Your instructions: Transcribe only the stretch of lines that opens with the line containing "[tag] one dot per instance, sample [185,44]." and closes with the last line of the listing, skipping pictures.

━━ Stored rows

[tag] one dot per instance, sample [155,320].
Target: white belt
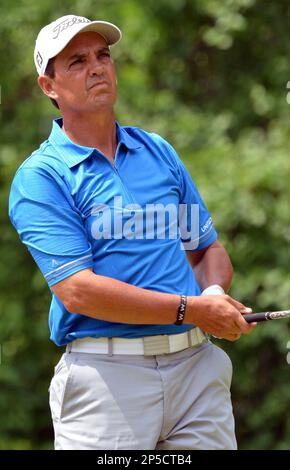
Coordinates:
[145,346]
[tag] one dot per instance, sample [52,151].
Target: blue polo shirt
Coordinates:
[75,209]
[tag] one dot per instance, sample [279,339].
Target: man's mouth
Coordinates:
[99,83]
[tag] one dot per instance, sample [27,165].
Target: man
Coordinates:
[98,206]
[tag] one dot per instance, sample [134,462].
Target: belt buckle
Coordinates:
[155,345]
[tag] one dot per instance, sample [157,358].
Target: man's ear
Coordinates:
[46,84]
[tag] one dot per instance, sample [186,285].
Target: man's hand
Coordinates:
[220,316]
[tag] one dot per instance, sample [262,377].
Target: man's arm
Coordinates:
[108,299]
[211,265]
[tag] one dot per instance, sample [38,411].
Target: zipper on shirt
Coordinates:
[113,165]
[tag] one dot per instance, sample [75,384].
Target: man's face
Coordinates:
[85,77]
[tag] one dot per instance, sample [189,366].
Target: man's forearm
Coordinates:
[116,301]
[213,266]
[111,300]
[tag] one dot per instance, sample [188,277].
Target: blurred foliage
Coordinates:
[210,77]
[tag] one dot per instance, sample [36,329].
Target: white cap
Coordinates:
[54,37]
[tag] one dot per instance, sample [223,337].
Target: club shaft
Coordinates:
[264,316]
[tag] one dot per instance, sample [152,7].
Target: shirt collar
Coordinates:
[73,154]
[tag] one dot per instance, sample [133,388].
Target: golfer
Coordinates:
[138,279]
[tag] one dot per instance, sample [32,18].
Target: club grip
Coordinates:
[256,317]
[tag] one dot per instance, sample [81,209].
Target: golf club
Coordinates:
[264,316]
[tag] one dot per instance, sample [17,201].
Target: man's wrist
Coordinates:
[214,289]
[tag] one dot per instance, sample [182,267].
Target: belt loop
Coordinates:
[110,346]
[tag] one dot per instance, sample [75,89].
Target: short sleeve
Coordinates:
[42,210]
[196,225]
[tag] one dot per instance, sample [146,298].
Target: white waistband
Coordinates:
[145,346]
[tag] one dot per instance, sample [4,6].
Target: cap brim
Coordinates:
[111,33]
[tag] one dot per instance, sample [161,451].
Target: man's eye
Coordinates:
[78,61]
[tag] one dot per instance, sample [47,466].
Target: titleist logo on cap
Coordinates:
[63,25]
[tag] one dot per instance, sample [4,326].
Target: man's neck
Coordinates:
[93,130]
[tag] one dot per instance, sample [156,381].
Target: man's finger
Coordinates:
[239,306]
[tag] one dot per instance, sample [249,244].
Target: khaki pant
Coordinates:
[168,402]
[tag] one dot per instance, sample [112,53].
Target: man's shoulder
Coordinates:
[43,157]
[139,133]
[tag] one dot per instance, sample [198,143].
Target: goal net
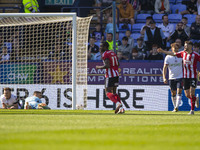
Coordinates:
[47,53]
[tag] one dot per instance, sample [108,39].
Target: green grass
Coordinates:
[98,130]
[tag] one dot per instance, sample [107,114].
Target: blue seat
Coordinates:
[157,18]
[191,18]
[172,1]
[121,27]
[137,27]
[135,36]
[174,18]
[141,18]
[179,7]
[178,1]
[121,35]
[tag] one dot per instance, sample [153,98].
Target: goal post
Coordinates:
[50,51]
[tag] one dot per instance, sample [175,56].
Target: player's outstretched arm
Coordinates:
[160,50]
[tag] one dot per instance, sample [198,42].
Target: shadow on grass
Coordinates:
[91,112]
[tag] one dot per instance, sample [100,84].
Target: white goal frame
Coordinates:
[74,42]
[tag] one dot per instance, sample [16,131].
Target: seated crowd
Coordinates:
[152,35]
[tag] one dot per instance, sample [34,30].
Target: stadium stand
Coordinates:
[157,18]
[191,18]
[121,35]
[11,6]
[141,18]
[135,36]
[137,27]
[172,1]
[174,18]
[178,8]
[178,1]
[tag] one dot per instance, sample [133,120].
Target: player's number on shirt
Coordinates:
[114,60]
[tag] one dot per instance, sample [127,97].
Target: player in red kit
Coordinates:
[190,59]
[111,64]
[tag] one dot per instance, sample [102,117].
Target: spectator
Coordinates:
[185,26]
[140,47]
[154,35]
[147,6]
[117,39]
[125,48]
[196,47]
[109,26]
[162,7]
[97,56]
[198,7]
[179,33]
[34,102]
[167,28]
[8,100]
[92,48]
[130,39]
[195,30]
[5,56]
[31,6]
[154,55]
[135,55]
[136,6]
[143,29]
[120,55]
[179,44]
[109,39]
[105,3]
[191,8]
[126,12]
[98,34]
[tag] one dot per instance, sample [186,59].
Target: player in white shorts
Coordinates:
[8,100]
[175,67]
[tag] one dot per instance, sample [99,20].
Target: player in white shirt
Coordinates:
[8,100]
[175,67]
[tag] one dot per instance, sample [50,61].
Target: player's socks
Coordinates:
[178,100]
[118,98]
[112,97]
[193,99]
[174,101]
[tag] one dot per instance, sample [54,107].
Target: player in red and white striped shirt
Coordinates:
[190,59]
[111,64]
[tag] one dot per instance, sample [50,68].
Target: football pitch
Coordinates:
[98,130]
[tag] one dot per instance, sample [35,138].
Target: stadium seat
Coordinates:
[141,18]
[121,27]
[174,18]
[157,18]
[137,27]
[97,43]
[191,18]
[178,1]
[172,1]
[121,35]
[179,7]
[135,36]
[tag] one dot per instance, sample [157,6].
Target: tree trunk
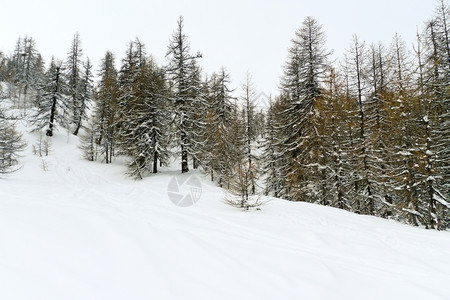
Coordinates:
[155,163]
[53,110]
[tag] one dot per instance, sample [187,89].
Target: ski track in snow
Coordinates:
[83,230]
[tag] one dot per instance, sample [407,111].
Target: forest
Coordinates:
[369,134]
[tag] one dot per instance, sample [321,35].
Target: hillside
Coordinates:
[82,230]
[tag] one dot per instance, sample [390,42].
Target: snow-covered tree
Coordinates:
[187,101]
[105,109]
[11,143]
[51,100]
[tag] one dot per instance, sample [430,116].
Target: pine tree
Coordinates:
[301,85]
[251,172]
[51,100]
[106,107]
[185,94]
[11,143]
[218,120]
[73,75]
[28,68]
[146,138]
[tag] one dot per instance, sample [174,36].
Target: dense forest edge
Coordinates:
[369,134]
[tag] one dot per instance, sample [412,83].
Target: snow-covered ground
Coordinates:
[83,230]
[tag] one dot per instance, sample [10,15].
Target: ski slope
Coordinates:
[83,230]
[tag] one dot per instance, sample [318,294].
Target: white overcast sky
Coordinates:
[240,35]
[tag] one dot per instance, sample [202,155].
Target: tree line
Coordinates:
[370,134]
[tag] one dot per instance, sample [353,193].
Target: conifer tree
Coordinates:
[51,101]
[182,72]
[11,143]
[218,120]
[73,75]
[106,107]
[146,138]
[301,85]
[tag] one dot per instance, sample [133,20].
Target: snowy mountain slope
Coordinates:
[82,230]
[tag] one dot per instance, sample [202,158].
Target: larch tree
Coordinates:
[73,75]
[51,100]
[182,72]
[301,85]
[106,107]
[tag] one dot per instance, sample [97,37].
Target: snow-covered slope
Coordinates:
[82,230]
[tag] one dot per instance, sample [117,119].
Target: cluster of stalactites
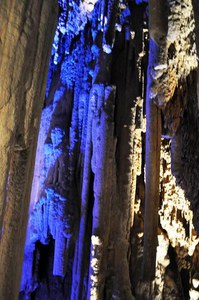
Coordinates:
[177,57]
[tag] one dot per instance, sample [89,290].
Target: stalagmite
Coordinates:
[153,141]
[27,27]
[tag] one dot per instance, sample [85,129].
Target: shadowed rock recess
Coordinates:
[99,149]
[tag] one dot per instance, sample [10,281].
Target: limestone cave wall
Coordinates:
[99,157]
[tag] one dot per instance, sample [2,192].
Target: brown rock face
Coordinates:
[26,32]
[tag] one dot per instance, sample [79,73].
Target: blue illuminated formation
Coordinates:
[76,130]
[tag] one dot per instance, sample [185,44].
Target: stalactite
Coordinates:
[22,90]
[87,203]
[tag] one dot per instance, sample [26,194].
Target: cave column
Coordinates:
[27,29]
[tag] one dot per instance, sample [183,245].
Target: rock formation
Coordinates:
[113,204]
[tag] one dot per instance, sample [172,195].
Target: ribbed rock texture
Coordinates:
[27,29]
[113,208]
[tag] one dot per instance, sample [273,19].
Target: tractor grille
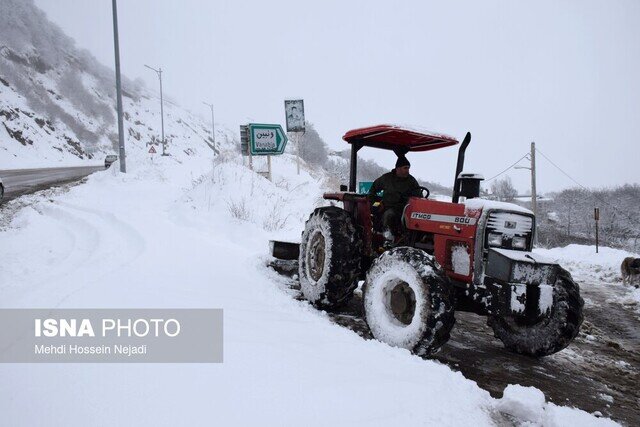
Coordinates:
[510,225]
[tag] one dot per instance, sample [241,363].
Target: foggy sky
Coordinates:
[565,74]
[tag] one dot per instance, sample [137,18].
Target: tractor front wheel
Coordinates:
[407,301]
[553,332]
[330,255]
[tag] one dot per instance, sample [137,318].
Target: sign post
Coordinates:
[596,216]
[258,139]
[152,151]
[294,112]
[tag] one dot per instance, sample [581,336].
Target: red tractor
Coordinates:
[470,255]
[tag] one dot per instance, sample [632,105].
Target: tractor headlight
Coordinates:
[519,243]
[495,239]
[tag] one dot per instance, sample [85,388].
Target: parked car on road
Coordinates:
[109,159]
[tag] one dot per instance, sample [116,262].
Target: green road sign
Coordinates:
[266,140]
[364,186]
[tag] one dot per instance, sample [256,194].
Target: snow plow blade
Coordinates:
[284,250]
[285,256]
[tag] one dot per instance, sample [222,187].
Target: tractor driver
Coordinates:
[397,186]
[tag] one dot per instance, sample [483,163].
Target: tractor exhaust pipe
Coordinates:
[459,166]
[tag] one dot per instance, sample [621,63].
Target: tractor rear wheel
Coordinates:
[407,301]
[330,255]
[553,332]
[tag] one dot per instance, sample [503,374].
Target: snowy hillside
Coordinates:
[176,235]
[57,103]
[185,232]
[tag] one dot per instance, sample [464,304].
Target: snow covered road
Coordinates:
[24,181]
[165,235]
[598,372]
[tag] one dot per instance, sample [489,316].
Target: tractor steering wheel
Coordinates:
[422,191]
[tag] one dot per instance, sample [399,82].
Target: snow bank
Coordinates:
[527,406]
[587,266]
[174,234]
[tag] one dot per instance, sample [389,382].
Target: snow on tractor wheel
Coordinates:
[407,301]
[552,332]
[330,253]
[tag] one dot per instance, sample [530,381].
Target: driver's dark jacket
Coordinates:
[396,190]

━━━━

Complete response:
[tag] one dot per instance, sample [185,44].
Target: stalactite
Coordinates:
[22,90]
[87,203]
[tag] one dot per instance, sample [26,194].
Target: cave column
Coordinates:
[27,29]
[tag] one dot per instance, sample [183,245].
Target: rock formation
Coordinates:
[113,204]
[tag] one dot per instance, sample [172,195].
Target: ribbed rock texture
Coordinates:
[27,29]
[113,208]
[tag] one dot per instance, sample [273,19].
Target: tractor grille
Coordinates:
[510,225]
[tag] one dot per instance, sample [241,363].
Target: foggy sky
Coordinates:
[565,74]
[tag] one dot per instance, sample [137,18].
Target: tractor front wheel
Coordinates:
[407,301]
[553,332]
[330,255]
[tag] one dot per instance, sample [137,318].
Target: sign post
Coordinates:
[596,216]
[258,139]
[152,151]
[294,112]
[tag] one dot per instance, sample [581,336].
Target: red tractor
Coordinates:
[470,255]
[tag] one dot per instance, sample [632,105].
Target: tractor headlight
Coordinates:
[519,243]
[495,239]
[tag] one dot per instance, sample [85,388].
Target: parked car on road
Coordinates:
[109,159]
[tag] one dot per instance, sample [116,262].
Target: green road sign
Coordinates:
[266,140]
[364,186]
[tag] one dot per instance, sample [256,194].
Target: snow plow blade
Coordinates:
[284,250]
[285,256]
[tag] one dot per instance, sample [222,187].
Target: tractor driver
Coordinates:
[397,186]
[tag] one dot per instance, sample [483,163].
Target: tractor exhaust pipe
Coordinates:
[459,166]
[tag] one dot per instance, sample [621,63].
Target: tractor rear wheel
Coordinates:
[407,301]
[330,255]
[553,332]
[tag] one dot per instance, sample [503,374].
Target: snowy hillside
Coordinates:
[176,235]
[57,103]
[185,232]
[tag] one dot per instance, sample [464,304].
Target: snow covered road
Coordinates:
[24,181]
[165,235]
[598,372]
[tag] one dot per instance, sample [489,316].
Target: tractor steering wheel
Coordinates:
[422,191]
[tag] one dot per instance, sample [399,82].
Target: snow bank
Coordinates:
[527,406]
[587,266]
[174,234]
[tag] one dot per instance, sample [389,382].
Target: snow on tractor wheel
Coordinates:
[407,301]
[552,332]
[330,253]
[tag] one dot per instance, sample [530,381].
Target: driver's dark jacket
Coordinates:
[396,190]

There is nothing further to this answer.